:: Information supplied
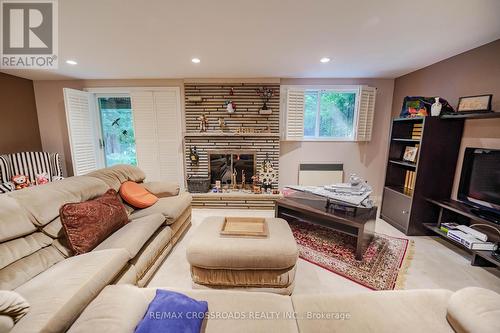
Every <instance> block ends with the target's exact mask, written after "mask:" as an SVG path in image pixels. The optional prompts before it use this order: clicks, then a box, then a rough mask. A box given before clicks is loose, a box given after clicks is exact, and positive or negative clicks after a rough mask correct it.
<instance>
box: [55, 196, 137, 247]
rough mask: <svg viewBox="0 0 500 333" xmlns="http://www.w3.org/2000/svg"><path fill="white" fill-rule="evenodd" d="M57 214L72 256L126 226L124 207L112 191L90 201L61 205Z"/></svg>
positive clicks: (122, 204)
mask: <svg viewBox="0 0 500 333" xmlns="http://www.w3.org/2000/svg"><path fill="white" fill-rule="evenodd" d="M59 214H60V216H61V222H62V225H63V229H64V233H65V234H66V237H67V239H68V244H69V246H70V248H71V249H72V250H73V251H74V252H75V254H82V253H86V252H89V251H91V250H92V249H93V248H95V247H96V246H97V245H99V243H101V242H102V241H103V240H105V239H106V238H107V237H108V236H109V235H111V234H112V233H113V232H115V231H116V230H118V229H120V228H121V227H123V226H124V225H125V224H127V223H128V217H127V212H126V210H125V207H124V206H123V204H122V203H121V202H120V199H119V198H118V194H117V193H116V191H115V190H113V189H111V190H108V191H107V192H106V193H105V194H103V195H102V196H100V197H98V198H96V199H93V200H89V201H85V202H80V203H69V204H65V205H64V206H62V207H61V209H60V211H59Z"/></svg>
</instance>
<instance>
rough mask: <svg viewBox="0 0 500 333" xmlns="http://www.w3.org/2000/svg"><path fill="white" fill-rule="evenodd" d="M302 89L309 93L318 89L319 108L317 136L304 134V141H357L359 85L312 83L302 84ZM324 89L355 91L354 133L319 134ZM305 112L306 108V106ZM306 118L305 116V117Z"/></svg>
mask: <svg viewBox="0 0 500 333" xmlns="http://www.w3.org/2000/svg"><path fill="white" fill-rule="evenodd" d="M291 87H293V86H287V89H289V88H291ZM301 88H302V89H304V94H306V93H307V91H317V96H318V102H317V103H316V104H317V106H316V108H317V110H316V127H315V136H306V135H304V136H303V138H302V141H308V142H321V141H325V142H335V141H337V142H355V141H356V131H357V117H358V112H359V110H358V109H359V108H358V104H359V86H357V85H356V86H337V85H328V86H324V85H312V86H301ZM322 91H328V92H336V93H353V94H354V95H355V99H354V114H353V124H352V134H351V135H350V136H348V137H335V136H319V130H320V128H319V127H320V111H321V105H320V98H319V97H320V96H319V94H320V93H321V92H322ZM304 112H305V108H304ZM304 119H305V117H304Z"/></svg>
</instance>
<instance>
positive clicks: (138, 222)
mask: <svg viewBox="0 0 500 333" xmlns="http://www.w3.org/2000/svg"><path fill="white" fill-rule="evenodd" d="M163 220H164V217H163V215H161V214H153V215H149V216H145V217H142V218H140V219H136V220H132V221H131V222H130V223H128V224H126V225H124V226H123V227H121V228H120V229H119V230H117V231H116V232H114V233H113V234H112V235H110V236H109V237H108V238H106V239H105V240H104V241H103V242H102V243H100V244H99V245H98V246H97V247H96V248H95V249H94V251H99V250H106V249H124V250H126V251H127V253H128V254H129V259H132V258H134V257H135V256H136V254H137V253H138V252H139V251H140V250H141V248H142V246H143V245H144V244H145V243H146V242H147V241H148V239H149V238H150V237H151V236H152V235H153V234H154V233H155V232H156V230H157V229H158V228H160V226H161V225H162V224H163Z"/></svg>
::::
### Work request
Can you rewrite the records above with "rough mask" renamed to "coarse mask" everywhere it occurs, leaving everything else unchanged and the pictures out?

### Response to this task
Every <instance> block ends with the target's exact mask, written after "mask:" as an SVG path in image pixels. The optional prompts before it use this order: clicks, then a box, then a coarse mask. A box given before clicks is loose, a box given after clicks is exact, and positive or negative clicks after a coarse mask correct it.
<instance>
box: [55, 196, 137, 247]
coarse mask: <svg viewBox="0 0 500 333" xmlns="http://www.w3.org/2000/svg"><path fill="white" fill-rule="evenodd" d="M57 214L72 256L126 226L124 207L112 191L90 201L61 205Z"/></svg>
positive clicks: (122, 204)
mask: <svg viewBox="0 0 500 333" xmlns="http://www.w3.org/2000/svg"><path fill="white" fill-rule="evenodd" d="M59 214H60V216H61V222H62V225H63V229H64V233H65V234H66V237H67V239H68V244H69V246H70V248H71V249H72V250H73V251H74V252H75V254H82V253H86V252H89V251H91V250H92V249H93V248H95V247H96V246H97V245H99V243H101V242H102V241H103V240H105V239H106V238H107V237H108V236H109V235H111V234H112V233H113V232H115V231H116V230H118V229H120V228H121V227H123V226H124V225H125V224H127V223H128V217H127V212H126V210H125V207H124V206H123V204H122V203H121V202H120V199H119V198H118V194H117V193H116V191H115V190H113V189H111V190H108V191H107V192H106V193H105V194H103V195H102V196H100V197H98V198H96V199H93V200H89V201H85V202H80V203H69V204H65V205H64V206H62V207H61V209H60V211H59Z"/></svg>
</instance>
<instance>
coarse mask: <svg viewBox="0 0 500 333" xmlns="http://www.w3.org/2000/svg"><path fill="white" fill-rule="evenodd" d="M302 89L309 93L318 89L319 108L317 136L304 134V141H357L359 85L312 83L302 84ZM324 89L355 91L354 133L319 134ZM305 112L306 108V106ZM306 118L305 116V117Z"/></svg>
mask: <svg viewBox="0 0 500 333" xmlns="http://www.w3.org/2000/svg"><path fill="white" fill-rule="evenodd" d="M291 87H293V86H287V89H289V88H291ZM301 88H302V89H304V94H306V93H307V91H317V96H318V102H317V103H316V104H317V106H316V108H317V110H316V127H315V136H306V135H304V136H303V138H302V141H308V142H321V141H325V142H335V141H337V142H355V141H356V131H357V117H358V112H359V110H358V109H359V108H358V104H359V86H357V85H356V86H337V85H328V86H324V85H312V86H301ZM322 91H328V92H336V93H353V94H354V95H355V99H354V114H353V124H352V134H351V135H350V136H348V137H335V136H319V130H320V128H319V127H320V111H321V105H320V98H319V97H320V96H319V94H320V93H321V92H322ZM304 112H305V108H304ZM304 119H305V117H304Z"/></svg>
</instance>
<instance>
positive clicks: (138, 222)
mask: <svg viewBox="0 0 500 333" xmlns="http://www.w3.org/2000/svg"><path fill="white" fill-rule="evenodd" d="M163 220H164V217H163V215H161V214H153V215H149V216H145V217H142V218H140V219H136V220H132V221H131V222H130V223H128V224H126V225H124V226H123V227H121V228H120V229H119V230H117V231H116V232H114V233H113V234H112V235H110V236H109V237H108V238H106V239H105V240H104V241H103V242H102V243H100V244H99V245H98V246H97V247H96V248H95V249H94V251H99V250H106V249H124V250H126V251H127V253H128V254H129V259H132V258H134V257H135V256H136V254H137V253H138V252H139V251H140V250H141V248H142V246H143V245H144V244H145V243H146V242H147V241H148V239H149V238H150V237H151V236H152V235H153V234H154V233H155V232H156V230H157V229H158V228H160V226H161V225H162V224H163Z"/></svg>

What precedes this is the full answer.